*Metin Alıntısı*.
PAŞAM’ın misafiri var

Cumhuriyet’in 101. yılında, Türkiye Cumhuriyeti devletinin kurucusu Gazi Mustafa Kemal Atatürk’ün arkasında bıraktığı büyük mirasın ve ilkelerin hâlâ ne kadar güçlü, bir o kadar da hassas olduğunu bir kez daha görüyoruz. Bugünlerde bazı valilik ve kaymakamlık makamlarında dikkat çeken bir detay, bu hassasiyetin tam da ortasında yer alıyor: Atatürk’ün resmi artık yalnız değil. Yanında Cumhurbaşkanı Recep Tayyip Erdoğan’ın da bir portresi yer alıyor.

*Alıştırma Malzemesi*.

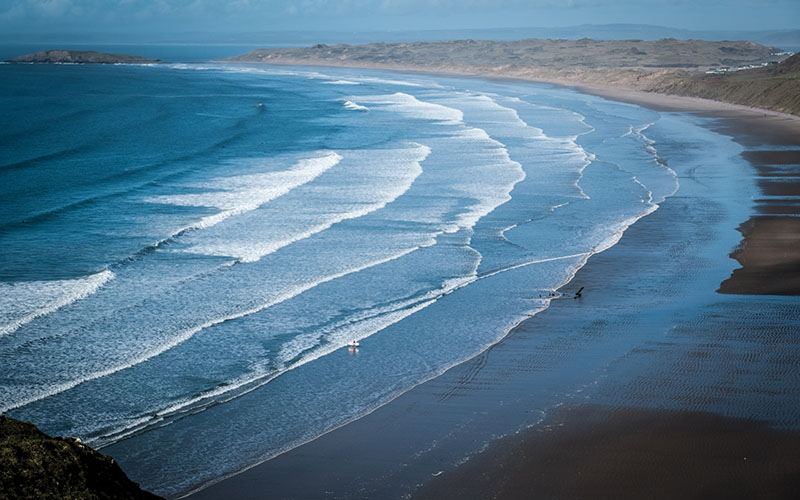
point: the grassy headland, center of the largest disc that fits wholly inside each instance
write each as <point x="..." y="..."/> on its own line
<point x="35" y="465"/>
<point x="695" y="68"/>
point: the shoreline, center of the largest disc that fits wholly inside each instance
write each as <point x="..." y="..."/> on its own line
<point x="651" y="100"/>
<point x="329" y="454"/>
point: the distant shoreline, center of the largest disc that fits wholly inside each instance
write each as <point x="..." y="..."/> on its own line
<point x="653" y="100"/>
<point x="743" y="73"/>
<point x="616" y="281"/>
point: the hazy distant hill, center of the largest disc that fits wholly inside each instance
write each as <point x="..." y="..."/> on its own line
<point x="785" y="39"/>
<point x="665" y="66"/>
<point x="81" y="57"/>
<point x="666" y="53"/>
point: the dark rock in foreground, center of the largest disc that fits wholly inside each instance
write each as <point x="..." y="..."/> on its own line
<point x="81" y="57"/>
<point x="35" y="465"/>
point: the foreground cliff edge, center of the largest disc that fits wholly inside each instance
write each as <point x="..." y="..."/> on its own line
<point x="80" y="57"/>
<point x="35" y="465"/>
<point x="743" y="73"/>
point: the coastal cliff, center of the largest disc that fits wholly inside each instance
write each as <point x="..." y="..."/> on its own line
<point x="741" y="72"/>
<point x="81" y="57"/>
<point x="35" y="465"/>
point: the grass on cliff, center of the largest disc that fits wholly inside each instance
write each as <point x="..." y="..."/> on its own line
<point x="34" y="465"/>
<point x="775" y="87"/>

*Görev Listesi*.
1. Metin alıntısına göre bazı valilik ve kaymakamlık makamlarında Atatürk'ün resminin yanında kimin portresi bulunuyor?
2. Girdilerde "fits" dizesini içeren satırların hepsini bulun ve kopyalayın. Büyük ve küçük harf ayrımı dikkate alınmalıdır.
Metin alıntısı ile girdiler birbirinden farklı kaynaklardan alınmıştır.

*Çözüm Listesi*.
1. Cumhurbaşkanı Recep Tayyip Erdoğan'ın portresi bulunuyor.

2.
point: the grassy headland, center of the largest disc that fits wholly inside each instance
point: the shoreline, center of the largest disc that fits wholly inside each instance
point: the distant shoreline, center of the largest disc that fits wholly inside each instance
point: the hazy distant hill, center of the largest disc that fits wholly inside each instance
point: the dark rock in foreground, center of the largest disc that fits wholly inside each instance
point: the foreground cliff edge, center of the largest disc that fits wholly inside each instance
point: the coastal cliff, center of the largest disc that fits wholly inside each instance
point: the grass on cliff, center of the largest disc that fits wholly inside each instance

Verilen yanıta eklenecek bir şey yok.